BEGIN

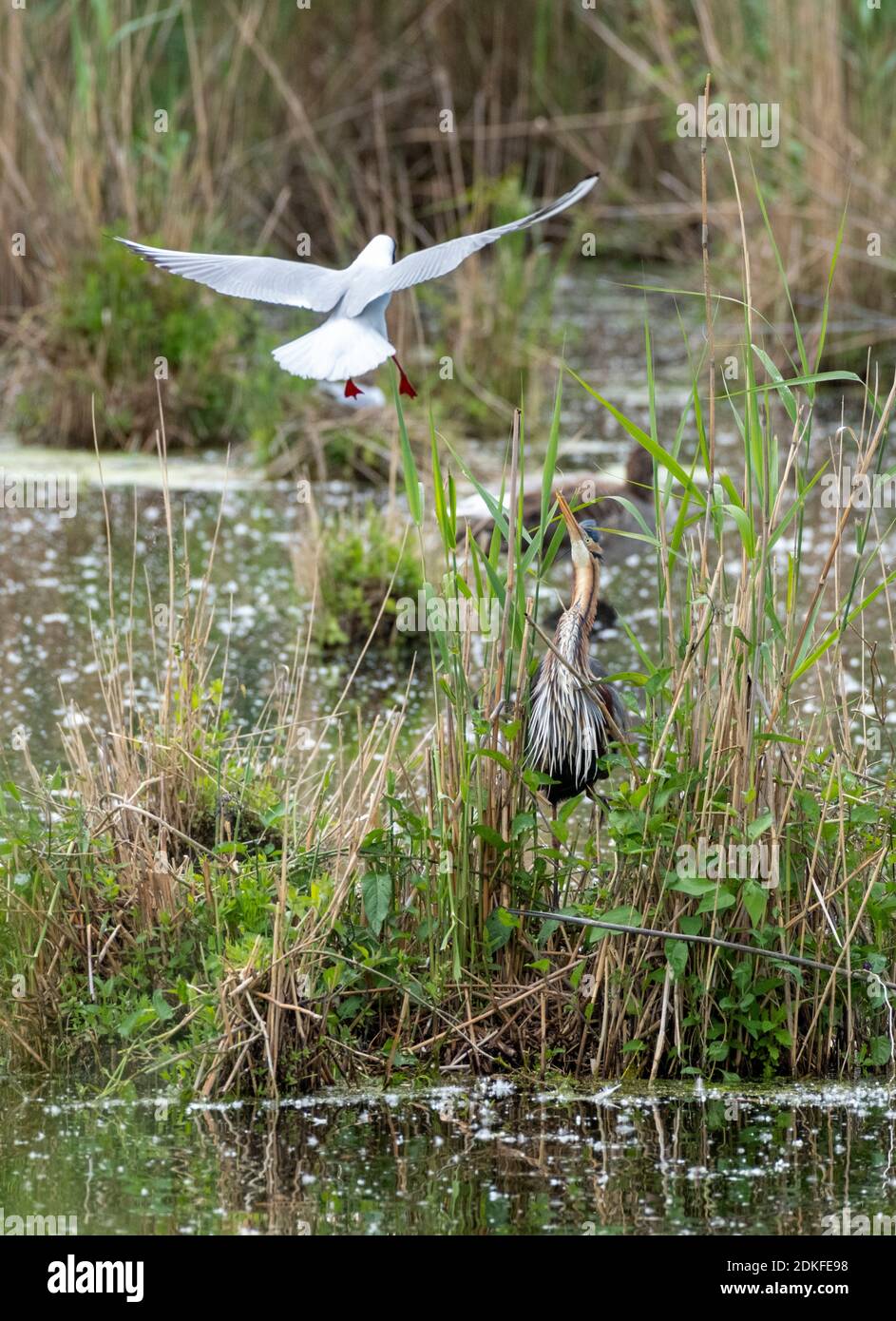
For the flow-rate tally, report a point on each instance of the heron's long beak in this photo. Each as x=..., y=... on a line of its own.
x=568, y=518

END
BEGIN

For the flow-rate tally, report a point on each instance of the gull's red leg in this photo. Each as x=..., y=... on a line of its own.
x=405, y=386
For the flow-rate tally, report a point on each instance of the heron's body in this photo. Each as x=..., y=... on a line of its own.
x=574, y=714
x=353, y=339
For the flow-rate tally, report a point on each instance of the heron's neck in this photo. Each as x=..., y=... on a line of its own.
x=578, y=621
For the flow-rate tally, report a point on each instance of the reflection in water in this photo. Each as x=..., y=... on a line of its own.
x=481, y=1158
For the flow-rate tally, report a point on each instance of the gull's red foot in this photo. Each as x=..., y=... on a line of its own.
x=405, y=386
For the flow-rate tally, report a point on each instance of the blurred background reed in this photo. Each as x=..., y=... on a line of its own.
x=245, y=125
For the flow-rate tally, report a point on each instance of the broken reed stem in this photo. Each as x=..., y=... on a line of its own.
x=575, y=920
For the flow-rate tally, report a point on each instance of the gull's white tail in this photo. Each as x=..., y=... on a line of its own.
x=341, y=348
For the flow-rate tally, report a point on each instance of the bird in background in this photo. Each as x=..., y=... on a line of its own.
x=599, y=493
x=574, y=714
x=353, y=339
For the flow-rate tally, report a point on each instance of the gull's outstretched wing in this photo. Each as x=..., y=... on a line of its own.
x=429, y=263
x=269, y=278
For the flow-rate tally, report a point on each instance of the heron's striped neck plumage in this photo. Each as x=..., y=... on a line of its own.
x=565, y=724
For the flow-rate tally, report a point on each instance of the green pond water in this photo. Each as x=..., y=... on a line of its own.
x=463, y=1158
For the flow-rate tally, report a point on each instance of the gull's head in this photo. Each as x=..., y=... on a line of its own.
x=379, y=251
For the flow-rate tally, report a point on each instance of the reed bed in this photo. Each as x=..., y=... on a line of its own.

END
BEGIN

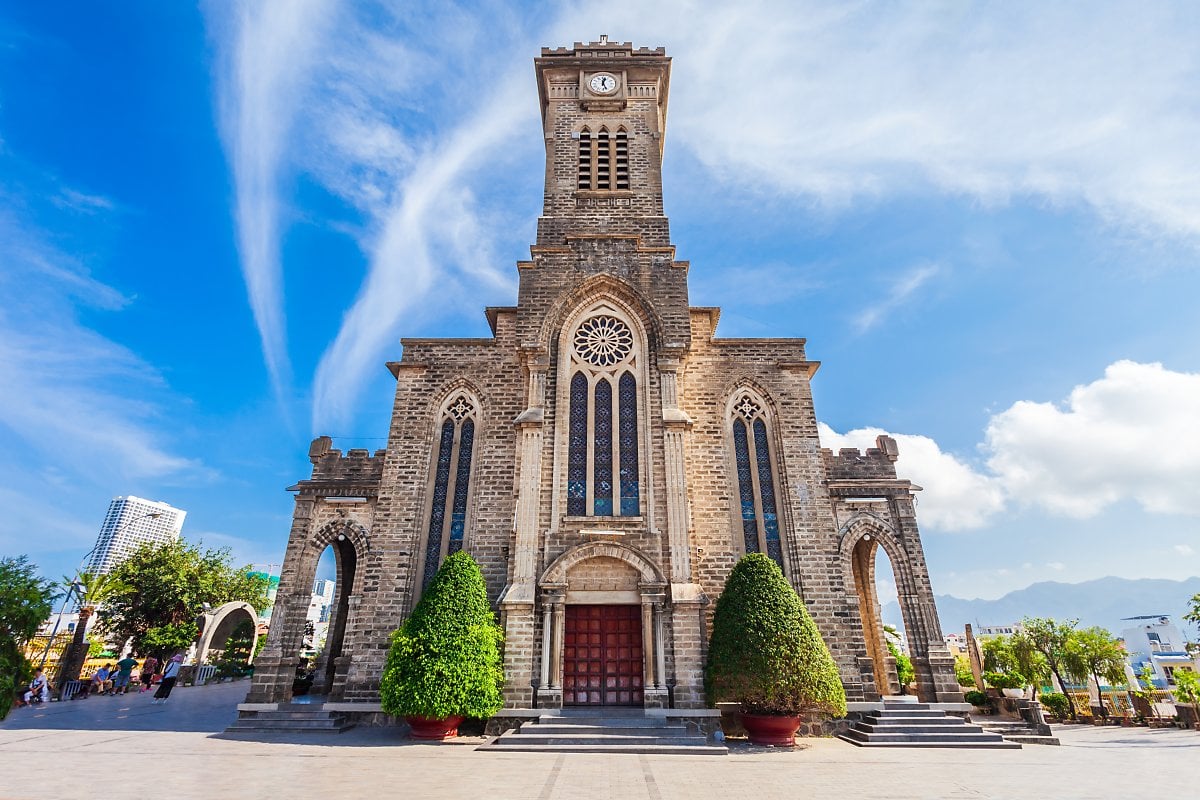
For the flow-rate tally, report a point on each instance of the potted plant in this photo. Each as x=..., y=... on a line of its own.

END

> [Assigned task] In the data above, find the line that contains "of the green" and the line that contains "of the reed". Repeat exactly those lines and every line between them, and only those.

> [Solution for this problem]
For the flow-rate tally, report a point on each instance of the green pond water in this photo. Each as x=..., y=... on a line of its own.
x=463, y=1158
For the flow-rate tally, report a point on each instance of the gull's head in this photo. Each as x=..., y=... on a line of its own.
x=379, y=251
For the flow-rate tally, report a point on each instance of the reed bed in this photo. Each as x=..., y=... on a line of its own.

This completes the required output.